*Problem requirements:*
Reproduce only the lines that run from the line with "Would you mind tagging the boot" to the last line of the material, both ends included, exactly as they appear.

Point labeling dataset excerpts
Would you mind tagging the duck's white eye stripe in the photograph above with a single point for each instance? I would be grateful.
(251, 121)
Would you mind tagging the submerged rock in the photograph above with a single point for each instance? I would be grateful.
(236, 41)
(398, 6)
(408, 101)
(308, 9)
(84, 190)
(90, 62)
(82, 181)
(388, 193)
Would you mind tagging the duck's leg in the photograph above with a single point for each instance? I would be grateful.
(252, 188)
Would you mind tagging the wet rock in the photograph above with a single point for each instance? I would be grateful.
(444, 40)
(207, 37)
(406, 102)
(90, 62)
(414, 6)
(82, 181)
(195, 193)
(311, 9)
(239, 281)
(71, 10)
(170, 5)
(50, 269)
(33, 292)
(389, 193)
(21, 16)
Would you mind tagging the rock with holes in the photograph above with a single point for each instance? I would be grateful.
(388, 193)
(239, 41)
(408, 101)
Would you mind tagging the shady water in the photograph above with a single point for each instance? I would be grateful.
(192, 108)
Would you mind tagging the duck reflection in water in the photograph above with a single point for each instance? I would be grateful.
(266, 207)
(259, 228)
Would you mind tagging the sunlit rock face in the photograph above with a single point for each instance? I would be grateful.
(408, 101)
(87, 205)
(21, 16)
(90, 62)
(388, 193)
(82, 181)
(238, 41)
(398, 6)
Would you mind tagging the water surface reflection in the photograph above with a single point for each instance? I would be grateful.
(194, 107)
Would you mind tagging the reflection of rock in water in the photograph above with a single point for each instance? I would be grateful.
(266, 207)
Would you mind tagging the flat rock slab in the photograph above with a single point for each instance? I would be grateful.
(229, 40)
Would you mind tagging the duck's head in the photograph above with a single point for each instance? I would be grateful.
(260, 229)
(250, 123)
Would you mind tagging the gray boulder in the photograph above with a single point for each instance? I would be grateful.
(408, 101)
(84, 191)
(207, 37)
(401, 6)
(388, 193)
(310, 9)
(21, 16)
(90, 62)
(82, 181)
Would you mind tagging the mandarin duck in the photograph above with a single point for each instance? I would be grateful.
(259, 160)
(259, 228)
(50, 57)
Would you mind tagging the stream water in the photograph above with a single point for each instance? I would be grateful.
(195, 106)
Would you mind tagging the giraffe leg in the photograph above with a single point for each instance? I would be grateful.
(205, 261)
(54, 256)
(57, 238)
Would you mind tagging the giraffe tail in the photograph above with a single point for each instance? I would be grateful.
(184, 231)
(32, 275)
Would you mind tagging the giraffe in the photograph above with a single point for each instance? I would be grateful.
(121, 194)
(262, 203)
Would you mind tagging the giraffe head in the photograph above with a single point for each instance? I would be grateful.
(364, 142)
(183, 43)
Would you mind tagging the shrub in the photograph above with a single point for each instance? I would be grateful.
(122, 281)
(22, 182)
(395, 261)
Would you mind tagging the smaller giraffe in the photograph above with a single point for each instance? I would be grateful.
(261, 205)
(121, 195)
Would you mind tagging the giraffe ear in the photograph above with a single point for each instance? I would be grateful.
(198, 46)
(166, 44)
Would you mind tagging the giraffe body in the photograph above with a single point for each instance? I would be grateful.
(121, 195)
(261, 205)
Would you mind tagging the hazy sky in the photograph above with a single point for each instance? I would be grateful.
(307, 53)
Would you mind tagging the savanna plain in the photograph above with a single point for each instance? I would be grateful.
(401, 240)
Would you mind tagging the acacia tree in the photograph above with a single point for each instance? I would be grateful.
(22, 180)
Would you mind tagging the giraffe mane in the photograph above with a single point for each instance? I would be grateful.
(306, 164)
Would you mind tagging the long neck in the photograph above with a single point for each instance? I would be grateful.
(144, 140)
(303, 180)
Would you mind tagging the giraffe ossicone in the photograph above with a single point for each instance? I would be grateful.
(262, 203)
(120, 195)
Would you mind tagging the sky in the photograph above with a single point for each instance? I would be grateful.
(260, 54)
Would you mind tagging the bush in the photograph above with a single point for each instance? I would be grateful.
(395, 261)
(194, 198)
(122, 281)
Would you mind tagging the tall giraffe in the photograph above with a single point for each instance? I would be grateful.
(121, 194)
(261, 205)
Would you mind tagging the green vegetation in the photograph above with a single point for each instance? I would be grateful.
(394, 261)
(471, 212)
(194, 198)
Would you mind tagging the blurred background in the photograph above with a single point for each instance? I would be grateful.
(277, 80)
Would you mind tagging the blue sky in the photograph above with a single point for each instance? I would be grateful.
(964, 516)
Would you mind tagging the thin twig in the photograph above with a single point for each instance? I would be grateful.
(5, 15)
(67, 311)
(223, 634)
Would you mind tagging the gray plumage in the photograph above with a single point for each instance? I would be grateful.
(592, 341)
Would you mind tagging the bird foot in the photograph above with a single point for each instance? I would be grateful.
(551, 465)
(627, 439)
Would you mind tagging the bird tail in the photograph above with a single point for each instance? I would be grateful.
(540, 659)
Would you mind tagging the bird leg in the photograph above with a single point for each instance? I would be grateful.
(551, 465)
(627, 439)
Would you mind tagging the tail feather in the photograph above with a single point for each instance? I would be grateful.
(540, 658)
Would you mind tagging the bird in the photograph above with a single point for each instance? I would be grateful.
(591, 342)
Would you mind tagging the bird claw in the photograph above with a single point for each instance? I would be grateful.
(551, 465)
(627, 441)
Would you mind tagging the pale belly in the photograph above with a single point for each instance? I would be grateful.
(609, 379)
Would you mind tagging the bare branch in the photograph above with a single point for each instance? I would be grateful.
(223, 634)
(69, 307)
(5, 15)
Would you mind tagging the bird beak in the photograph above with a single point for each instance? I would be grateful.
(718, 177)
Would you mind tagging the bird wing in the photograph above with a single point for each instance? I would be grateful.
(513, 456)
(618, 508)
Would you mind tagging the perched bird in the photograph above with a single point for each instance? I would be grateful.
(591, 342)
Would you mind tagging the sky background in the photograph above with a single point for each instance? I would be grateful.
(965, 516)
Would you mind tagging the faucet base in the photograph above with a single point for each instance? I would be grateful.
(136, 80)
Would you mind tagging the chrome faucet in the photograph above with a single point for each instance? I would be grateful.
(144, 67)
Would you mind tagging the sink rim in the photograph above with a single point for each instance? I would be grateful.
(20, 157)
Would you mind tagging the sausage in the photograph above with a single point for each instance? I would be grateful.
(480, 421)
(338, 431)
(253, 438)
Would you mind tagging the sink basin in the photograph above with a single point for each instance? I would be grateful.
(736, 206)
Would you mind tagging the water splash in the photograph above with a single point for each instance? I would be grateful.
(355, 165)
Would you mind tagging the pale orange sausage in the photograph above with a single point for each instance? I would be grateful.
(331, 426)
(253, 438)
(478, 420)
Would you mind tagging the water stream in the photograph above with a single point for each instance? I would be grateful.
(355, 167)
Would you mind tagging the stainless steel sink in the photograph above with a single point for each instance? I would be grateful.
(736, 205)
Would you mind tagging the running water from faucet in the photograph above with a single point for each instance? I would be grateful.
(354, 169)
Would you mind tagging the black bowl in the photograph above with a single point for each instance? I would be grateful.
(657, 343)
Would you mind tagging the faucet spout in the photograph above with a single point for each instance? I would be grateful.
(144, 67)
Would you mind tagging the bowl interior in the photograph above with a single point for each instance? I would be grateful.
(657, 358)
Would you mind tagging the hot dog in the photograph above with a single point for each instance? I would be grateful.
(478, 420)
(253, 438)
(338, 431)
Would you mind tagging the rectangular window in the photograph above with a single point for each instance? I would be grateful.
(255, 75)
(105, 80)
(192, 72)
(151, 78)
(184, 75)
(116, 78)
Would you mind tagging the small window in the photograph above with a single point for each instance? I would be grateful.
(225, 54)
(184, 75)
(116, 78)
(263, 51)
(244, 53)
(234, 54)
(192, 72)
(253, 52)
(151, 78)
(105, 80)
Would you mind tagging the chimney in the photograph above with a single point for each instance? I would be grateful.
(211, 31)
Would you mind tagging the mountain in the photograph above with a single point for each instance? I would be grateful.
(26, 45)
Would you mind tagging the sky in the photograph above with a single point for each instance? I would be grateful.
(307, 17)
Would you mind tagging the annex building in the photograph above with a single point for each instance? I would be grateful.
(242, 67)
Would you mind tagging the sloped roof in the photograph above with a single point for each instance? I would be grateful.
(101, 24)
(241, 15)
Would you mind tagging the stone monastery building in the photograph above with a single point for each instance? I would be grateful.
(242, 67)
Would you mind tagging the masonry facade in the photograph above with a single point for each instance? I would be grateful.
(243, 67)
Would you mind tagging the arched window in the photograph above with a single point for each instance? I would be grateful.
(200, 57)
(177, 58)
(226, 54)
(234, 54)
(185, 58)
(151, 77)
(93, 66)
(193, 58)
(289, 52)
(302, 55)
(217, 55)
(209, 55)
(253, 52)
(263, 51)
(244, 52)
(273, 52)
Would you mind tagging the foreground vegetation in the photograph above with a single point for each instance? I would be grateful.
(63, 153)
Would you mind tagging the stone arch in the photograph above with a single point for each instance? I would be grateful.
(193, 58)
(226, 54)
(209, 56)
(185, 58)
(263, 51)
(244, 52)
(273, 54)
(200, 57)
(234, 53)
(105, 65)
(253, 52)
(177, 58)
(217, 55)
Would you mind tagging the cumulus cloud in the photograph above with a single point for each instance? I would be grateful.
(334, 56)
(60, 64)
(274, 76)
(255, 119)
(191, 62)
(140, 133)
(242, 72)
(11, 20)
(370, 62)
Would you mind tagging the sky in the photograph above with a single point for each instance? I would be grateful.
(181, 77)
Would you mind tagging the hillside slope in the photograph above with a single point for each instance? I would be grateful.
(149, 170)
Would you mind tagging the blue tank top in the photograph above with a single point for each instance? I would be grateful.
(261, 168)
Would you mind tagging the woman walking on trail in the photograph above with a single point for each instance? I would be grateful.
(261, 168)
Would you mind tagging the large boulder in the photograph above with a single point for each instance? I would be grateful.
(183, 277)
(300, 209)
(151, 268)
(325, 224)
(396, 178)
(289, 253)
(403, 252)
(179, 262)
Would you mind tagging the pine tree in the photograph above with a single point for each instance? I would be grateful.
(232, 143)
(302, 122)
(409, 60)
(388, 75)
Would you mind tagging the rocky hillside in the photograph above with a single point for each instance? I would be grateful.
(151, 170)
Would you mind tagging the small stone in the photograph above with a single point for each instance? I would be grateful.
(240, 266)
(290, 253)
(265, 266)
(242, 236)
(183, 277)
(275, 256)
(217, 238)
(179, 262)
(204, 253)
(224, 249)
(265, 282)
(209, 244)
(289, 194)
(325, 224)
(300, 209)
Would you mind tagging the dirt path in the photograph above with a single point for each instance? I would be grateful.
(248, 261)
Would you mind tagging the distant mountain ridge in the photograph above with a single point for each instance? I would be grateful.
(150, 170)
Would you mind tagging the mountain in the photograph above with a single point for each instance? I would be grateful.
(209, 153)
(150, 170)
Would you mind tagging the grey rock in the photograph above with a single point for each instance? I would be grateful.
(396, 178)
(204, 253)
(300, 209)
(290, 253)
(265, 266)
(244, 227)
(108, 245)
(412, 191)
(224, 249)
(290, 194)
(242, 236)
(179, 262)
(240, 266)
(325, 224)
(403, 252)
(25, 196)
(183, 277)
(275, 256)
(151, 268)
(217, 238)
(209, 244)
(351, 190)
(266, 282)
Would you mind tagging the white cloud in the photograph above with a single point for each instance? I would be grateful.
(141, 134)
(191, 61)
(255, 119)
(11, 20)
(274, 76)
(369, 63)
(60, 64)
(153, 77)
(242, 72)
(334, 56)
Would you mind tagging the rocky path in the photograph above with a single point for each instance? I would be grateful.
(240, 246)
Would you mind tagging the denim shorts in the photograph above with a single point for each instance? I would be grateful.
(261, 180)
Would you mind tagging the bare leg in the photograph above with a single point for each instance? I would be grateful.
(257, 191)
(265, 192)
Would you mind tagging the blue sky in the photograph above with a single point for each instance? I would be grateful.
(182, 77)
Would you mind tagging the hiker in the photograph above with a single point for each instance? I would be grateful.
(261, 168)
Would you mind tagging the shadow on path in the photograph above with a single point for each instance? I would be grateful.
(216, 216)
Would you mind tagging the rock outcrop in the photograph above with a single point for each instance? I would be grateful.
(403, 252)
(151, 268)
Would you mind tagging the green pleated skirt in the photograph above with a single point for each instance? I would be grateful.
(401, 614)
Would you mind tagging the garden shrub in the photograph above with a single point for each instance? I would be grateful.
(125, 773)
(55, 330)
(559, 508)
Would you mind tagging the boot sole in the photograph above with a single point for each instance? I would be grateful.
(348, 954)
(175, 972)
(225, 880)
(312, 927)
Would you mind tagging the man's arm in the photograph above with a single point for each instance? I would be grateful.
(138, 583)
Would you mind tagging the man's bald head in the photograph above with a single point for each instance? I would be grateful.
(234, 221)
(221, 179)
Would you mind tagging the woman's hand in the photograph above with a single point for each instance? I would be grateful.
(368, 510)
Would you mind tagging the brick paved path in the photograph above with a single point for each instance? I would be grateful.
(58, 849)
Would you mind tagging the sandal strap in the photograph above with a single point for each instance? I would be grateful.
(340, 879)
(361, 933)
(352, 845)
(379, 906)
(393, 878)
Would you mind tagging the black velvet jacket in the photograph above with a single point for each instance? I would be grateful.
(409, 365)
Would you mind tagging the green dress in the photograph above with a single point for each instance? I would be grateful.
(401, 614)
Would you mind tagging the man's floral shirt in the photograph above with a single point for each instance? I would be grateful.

*Response to this task:*
Would you mind tagging the boot sole in the photograph above with a single point for each instance? I would be grateful.
(348, 954)
(175, 972)
(225, 880)
(312, 927)
Would you mind tagging the man's arm in the photograph above with a single point for each instance? I would be grateful.
(138, 583)
Would you mind tagging the man's bald head in the photograph above with a single point for each instance? I would be grateful.
(234, 221)
(221, 179)
Would you mind tagging the woman's hand in the photograph above with a single point for each instance? I would be grateful.
(368, 510)
Would you mind tagging the brick paved path in the photograph above with a single point for each instance? I would be grateful.
(58, 849)
Would you mind tagging the sandal strap in the photograph above with a single point for each instance? I would be grateful.
(340, 879)
(361, 933)
(352, 845)
(379, 906)
(393, 878)
Would you mind tagging the black velvet jacket in the photograph above with a single point for each instance? I would be grateful.
(409, 365)
Would you mind tagging the green dress in the photograph above with a single point for each instance? I would be grateful.
(401, 614)
Would you mind tagging the man's floral shirt in the photograph above with a single point for each instance? I would be grateful.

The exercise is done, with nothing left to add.